Requirement: Please copy, word for word, the stretch of the text on AI biology evals that begins with the words "So, but that" and ends with "is going on.".

Text under study:
______________________________

In many cases in the past two years, models have exceeded human expert performance, and for many of these evals, they're pretty much saturated. So, this is a pretty exciting time for science. But it's also a double-edged sword. This could increase the risk of harm from biology, deliberate or accidental, by making this rare expertise commonplace. Without mitigations, models could provide easy to access novice uplift. And in the very worst case, a misaligned AI system or a bad actor could create a novel pandemic as a catastrophic vector of attack.
So, but that being said, one common trend about this entire conversation is that there's a lot of uncertainty as to what models are actually capable of. SecureBio happens to be one of the few organizations working at this intersection to figure exactly that out. So how do we go about building an eval? Well, when it comes to that, our main goal for one individual eval is to measure one specific capability. In this way, we can put together a suite of evals that measures the relevant capabilities for one certain vector of attack. These capabilities could be something like bio tool use, or wet lab uplift. And our hope is that this covers a broad spectrum of threats. And if the relevant threat changes in the future, or some other vector of attack becomes more relevant, our hope is that we will have the building blocks still to determine what exactly is going on.

______________________________

Supplied records:
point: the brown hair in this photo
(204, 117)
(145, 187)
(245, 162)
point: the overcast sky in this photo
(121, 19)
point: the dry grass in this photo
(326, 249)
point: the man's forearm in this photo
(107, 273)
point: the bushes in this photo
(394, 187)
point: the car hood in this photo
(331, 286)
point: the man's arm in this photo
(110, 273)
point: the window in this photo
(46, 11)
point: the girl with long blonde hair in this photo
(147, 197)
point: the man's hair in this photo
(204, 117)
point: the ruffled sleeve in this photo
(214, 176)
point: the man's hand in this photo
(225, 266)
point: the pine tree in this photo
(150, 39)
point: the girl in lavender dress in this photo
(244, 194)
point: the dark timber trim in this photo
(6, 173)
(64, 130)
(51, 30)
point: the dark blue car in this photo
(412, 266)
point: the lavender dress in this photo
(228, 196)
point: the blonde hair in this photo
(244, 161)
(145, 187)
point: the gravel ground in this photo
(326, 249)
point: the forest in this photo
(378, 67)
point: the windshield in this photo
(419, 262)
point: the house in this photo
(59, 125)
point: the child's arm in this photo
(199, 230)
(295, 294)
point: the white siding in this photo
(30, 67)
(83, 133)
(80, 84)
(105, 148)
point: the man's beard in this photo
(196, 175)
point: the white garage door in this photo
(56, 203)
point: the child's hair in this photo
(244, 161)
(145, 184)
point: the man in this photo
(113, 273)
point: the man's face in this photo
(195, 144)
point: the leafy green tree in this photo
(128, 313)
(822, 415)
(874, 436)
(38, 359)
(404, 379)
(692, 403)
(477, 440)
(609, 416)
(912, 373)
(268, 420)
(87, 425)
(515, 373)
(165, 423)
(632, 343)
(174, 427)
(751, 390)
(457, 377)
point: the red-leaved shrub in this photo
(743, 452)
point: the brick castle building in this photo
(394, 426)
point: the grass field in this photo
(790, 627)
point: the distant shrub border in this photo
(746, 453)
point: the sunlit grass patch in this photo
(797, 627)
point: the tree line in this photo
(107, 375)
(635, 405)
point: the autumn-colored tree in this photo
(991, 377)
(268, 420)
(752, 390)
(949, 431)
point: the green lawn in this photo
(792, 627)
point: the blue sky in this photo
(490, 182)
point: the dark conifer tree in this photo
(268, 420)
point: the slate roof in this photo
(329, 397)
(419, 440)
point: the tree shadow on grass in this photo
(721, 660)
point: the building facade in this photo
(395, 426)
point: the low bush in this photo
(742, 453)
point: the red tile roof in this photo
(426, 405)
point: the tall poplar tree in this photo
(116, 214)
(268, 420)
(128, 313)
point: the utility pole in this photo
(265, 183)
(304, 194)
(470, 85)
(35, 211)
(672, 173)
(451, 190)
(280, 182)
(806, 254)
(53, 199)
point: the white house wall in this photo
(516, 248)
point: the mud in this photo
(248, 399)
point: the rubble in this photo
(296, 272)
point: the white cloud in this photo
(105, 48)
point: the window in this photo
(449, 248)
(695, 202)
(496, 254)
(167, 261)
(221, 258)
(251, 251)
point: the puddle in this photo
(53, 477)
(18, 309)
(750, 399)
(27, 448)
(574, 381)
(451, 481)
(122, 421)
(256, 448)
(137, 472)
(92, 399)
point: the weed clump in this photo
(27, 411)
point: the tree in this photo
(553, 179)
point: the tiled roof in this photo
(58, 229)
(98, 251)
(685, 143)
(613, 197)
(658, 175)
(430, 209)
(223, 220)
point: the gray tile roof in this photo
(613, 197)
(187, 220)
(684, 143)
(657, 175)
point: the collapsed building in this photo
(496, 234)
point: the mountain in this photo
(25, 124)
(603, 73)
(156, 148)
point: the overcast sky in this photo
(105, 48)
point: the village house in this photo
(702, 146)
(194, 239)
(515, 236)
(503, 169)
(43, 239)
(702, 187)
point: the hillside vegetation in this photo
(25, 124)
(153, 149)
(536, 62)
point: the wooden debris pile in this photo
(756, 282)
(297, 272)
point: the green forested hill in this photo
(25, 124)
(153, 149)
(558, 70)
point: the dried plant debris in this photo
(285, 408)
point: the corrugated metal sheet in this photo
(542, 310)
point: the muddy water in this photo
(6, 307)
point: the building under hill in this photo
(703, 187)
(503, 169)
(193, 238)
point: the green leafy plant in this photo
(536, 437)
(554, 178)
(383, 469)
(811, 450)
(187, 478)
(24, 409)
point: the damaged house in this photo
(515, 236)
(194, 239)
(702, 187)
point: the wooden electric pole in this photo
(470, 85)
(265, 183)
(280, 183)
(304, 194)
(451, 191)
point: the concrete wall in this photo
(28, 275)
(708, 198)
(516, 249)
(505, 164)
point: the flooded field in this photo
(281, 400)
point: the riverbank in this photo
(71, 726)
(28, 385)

______________________________

Answer to this problem:
So, but that being said, one common trend about this entire conversation is that there's a lot of uncertainty as to what models are actually capable of. SecureBio happens to be one of the few organizations working at this intersection to figure exactly that out. So how do we go about building an eval? Well, when it comes to that, our main goal for one individual eval is to measure one specific capability. In this way, we can put together a suite of evals that measures the relevant capabilities for one certain vector of attack. These capabilities could be something like bio tool use, or wet lab uplift. And our hope is that this covers a broad spectrum of threats. And if the relevant threat changes in the future, or some other vector of attack becomes more relevant, our hope is that we will have the building blocks still to determine what exactly is going on.